_PROVIDED RECORDS_
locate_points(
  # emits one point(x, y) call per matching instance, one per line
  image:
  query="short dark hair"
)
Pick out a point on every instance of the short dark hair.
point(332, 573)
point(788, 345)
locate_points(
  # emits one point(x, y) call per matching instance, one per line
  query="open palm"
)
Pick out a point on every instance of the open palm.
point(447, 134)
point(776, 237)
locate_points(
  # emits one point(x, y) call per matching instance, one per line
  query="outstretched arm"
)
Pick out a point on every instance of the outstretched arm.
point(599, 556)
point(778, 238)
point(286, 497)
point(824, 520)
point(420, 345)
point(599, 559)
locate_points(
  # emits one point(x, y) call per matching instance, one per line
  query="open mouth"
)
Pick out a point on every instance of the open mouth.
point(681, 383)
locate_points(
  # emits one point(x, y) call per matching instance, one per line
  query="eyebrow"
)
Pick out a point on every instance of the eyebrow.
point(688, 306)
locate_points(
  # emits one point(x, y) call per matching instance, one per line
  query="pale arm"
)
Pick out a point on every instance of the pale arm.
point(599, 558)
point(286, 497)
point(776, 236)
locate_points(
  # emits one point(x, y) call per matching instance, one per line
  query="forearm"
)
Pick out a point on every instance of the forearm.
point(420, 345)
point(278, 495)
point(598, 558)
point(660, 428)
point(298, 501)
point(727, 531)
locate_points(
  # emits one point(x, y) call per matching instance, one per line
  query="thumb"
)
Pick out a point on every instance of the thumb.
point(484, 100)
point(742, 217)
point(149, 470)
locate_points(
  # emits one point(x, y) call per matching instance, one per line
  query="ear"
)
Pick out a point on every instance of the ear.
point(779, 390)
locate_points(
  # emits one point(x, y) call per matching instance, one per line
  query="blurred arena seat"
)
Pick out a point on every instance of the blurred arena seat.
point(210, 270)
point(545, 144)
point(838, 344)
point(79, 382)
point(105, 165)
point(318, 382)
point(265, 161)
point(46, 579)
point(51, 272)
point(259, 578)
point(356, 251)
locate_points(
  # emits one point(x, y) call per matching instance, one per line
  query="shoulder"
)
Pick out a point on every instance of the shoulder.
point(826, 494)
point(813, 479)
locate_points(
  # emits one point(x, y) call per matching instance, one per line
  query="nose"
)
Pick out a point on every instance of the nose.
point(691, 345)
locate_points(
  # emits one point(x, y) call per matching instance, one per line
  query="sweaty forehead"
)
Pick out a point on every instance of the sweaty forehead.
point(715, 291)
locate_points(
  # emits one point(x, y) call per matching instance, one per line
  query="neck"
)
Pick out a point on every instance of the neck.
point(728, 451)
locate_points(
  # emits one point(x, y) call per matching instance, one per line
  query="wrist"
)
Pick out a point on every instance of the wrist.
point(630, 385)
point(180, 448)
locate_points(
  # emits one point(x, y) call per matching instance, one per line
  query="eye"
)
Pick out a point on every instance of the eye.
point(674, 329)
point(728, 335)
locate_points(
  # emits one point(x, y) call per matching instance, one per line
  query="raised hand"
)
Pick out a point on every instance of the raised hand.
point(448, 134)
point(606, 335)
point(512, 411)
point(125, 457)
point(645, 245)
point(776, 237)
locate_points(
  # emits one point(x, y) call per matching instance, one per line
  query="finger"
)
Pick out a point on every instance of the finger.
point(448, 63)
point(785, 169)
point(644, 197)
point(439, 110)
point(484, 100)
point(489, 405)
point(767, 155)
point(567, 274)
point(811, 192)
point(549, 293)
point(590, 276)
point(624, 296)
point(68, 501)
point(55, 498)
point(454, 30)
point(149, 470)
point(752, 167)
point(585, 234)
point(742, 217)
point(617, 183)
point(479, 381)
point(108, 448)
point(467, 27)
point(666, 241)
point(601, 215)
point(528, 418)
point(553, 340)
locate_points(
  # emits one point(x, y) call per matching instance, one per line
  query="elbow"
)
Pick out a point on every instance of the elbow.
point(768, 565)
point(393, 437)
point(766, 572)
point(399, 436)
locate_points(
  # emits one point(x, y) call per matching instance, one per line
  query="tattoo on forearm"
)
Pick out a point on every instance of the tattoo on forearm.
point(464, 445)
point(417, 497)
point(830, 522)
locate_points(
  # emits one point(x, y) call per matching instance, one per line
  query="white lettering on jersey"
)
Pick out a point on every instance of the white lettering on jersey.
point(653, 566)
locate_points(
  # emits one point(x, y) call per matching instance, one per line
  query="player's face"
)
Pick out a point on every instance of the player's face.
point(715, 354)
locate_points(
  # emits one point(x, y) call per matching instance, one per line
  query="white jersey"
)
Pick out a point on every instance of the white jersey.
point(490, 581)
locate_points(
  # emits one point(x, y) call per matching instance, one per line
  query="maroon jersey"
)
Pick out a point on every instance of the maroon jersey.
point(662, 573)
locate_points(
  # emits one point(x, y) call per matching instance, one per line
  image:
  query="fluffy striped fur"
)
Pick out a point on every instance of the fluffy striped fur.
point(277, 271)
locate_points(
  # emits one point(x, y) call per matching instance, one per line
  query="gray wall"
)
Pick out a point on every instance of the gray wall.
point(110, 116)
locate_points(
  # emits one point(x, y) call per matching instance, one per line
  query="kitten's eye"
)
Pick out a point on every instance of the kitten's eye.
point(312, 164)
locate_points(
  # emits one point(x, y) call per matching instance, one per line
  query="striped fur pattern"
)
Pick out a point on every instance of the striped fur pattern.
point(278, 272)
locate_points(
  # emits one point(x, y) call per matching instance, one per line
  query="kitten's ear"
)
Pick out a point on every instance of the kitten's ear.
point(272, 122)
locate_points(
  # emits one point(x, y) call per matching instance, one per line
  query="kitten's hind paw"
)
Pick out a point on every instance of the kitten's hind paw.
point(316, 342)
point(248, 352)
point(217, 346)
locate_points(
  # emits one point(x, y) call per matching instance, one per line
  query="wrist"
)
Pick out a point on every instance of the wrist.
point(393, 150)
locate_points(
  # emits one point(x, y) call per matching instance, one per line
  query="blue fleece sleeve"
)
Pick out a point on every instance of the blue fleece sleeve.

_AIM_
Set down each entry again, unchanged.

_SOLUTION TO THE EXERCISE_
locate_points(
  # emits one point(x, y) call per matching instance, one per line
  image:
  query="short dark hair"
)
Pick out a point on every instance of the short dark hair.
point(332, 573)
point(788, 345)
locate_points(
  # emits one point(x, y) call per matching instance, one per line
  query="open palm"
)
Pick out a point on every instance of the open palm.
point(447, 134)
point(776, 237)
locate_points(
  # emits one point(x, y) call per matching instance, one per line
  query="outstretched arm"
)
Pick out a point on every instance of the outstretched arm.
point(599, 556)
point(778, 238)
point(286, 497)
point(824, 520)
point(420, 345)
point(599, 559)
locate_points(
  # emits one point(x, y) call per matching instance, one per line
  query="open mouth"
)
Pick out a point on every instance of the open mouth.
point(681, 383)
locate_points(
  # emits one point(x, y) call per matching instance, one per line
  query="eyebrow"
)
Pick out a point on every instance of the eyebrow.
point(688, 306)
locate_points(
  # emits one point(x, y) call per matching instance, one per line
  query="pale arm"
)
Pick out a point on every instance of the pale arm.
point(599, 558)
point(286, 497)
point(776, 236)
locate_points(
  # emits one point(x, y) call per matching instance, one per line
  query="forearm"
)
Pick out a point on every instance of the forearm.
point(420, 345)
point(278, 495)
point(598, 558)
point(660, 428)
point(298, 501)
point(727, 531)
locate_points(
  # emits one point(x, y) call per matching instance, one per line
  query="thumb"
)
Pick out a point on every instance of the thumb.
point(484, 100)
point(742, 217)
point(149, 470)
locate_points(
  # emits one point(x, y) call per matching instance, one per line
  query="ear"
)
Pick out a point on every instance of the ear.
point(779, 390)
locate_points(
  # emits one point(x, y) call per matching instance, one per line
  query="blurred arena seat"
)
Pick out a point on every instance of the blurred arena seat.
point(210, 270)
point(545, 144)
point(838, 344)
point(79, 382)
point(105, 165)
point(318, 382)
point(265, 161)
point(46, 579)
point(51, 272)
point(259, 578)
point(356, 251)
locate_points(
  # emits one point(x, y) call per matching instance, one per line
  query="shoulder"
)
Pick out a point on every instance of the shoulder.
point(826, 494)
point(813, 479)
locate_points(
  # emits one point(x, y) call per matching instance, one per line
  query="nose"
)
Pick out a point on every instance of the nose.
point(691, 345)
locate_points(
  # emits one point(x, y) call per matching instance, one per line
  query="sweaty forehead"
)
Pick out a point on every instance of the sweaty forehead.
point(715, 291)
locate_points(
  # emits one point(x, y) call per matching instance, one per line
  query="neck"
)
Pick out a point on every instance of the neck.
point(728, 451)
locate_points(
  # emits one point(x, y) call per matching instance, one per line
  query="wrist"
)
Pick out a point on every instance of the wrist.
point(630, 385)
point(180, 448)
locate_points(
  # emits one point(x, y) call per matching instance, one per line
  query="eye"
)
Pick out a point on every instance of the eye.
point(674, 329)
point(728, 335)
locate_points(
  # emits one point(x, y) call per matching instance, one per line
  query="raised hand"
)
Pick out a point on every instance of the raised hand.
point(448, 134)
point(606, 335)
point(512, 411)
point(125, 457)
point(645, 245)
point(776, 237)
locate_points(
  # emits one point(x, y) call per matching instance, one per line
  query="finger"
)
Pick out a point on every instance of the finger.
point(448, 63)
point(785, 169)
point(644, 197)
point(439, 110)
point(484, 100)
point(489, 405)
point(767, 155)
point(567, 274)
point(811, 192)
point(549, 293)
point(590, 276)
point(624, 296)
point(68, 501)
point(55, 498)
point(454, 30)
point(149, 470)
point(752, 167)
point(585, 234)
point(742, 217)
point(617, 183)
point(479, 381)
point(108, 448)
point(467, 27)
point(666, 241)
point(601, 215)
point(528, 418)
point(553, 340)
locate_points(
  # emits one point(x, y) call per matching instance, one per line
  query="elbow"
)
Pick out a point on every instance of the elbow.
point(768, 565)
point(393, 437)
point(766, 572)
point(399, 436)
locate_points(
  # emits one point(x, y) call per matching instance, one per line
  query="tattoo on forearm"
)
Pick out a point on every instance of the tattoo on forearm.
point(464, 445)
point(417, 497)
point(830, 522)
locate_points(
  # emits one point(x, y) call per matching instance, one per line
  query="white lettering on jersey"
)
Pick out a point on every instance of the white lettering on jersey.
point(653, 566)
locate_points(
  # emits one point(x, y) call per matching instance, one per line
  query="player's face"
)
Pick out a point on every instance of the player's face.
point(715, 354)
locate_points(
  # emits one point(x, y) call per matching instance, one per line
  query="white jersey"
)
Pick out a point on every instance of the white jersey.
point(490, 581)
locate_points(
  # emits one point(x, y) call per matching instance, one per line
  query="maroon jersey"
)
Pick out a point on every instance of the maroon jersey.
point(662, 573)
locate_points(
  # emits one point(x, y) call per matching instance, one per line
  image:
  query="fluffy striped fur"
)
Pick out a point on every instance of the fluffy striped fur.
point(277, 271)
locate_points(
  # emits one point(x, y) call per matching instance, one per line
  query="gray wall"
)
Pick out a point on every instance of the gray wall.
point(110, 116)
locate_points(
  # emits one point(x, y) call per matching instance, one per line
  query="kitten's eye"
)
Pick out a point on every instance of the kitten's eye.
point(312, 164)
locate_points(
  # emits one point(x, y) call per matching instance, one per line
  query="striped fur pattern"
)
Pick out a point on every instance of the striped fur pattern.
point(278, 272)
locate_points(
  # emits one point(x, y) call per matching instance, one per line
  query="kitten's ear"
)
Pick out a point on every instance of the kitten's ear.
point(272, 122)
locate_points(
  # emits one point(x, y) call per matching instance, one per line
  query="kitten's hind paw"
)
Pick out a point on every instance of the kitten's hind paw.
point(316, 342)
point(248, 352)
point(217, 346)
locate_points(
  # emits one point(x, y) call per matching instance, one per line
  query="wrist"
)
Pick out a point on every instance of the wrist.
point(393, 150)
locate_points(
  # emits one point(x, y) call per matching instance, one per line
  query="blue fleece sleeve"
)
Pick out a point on every instance of the blue fleece sleeve.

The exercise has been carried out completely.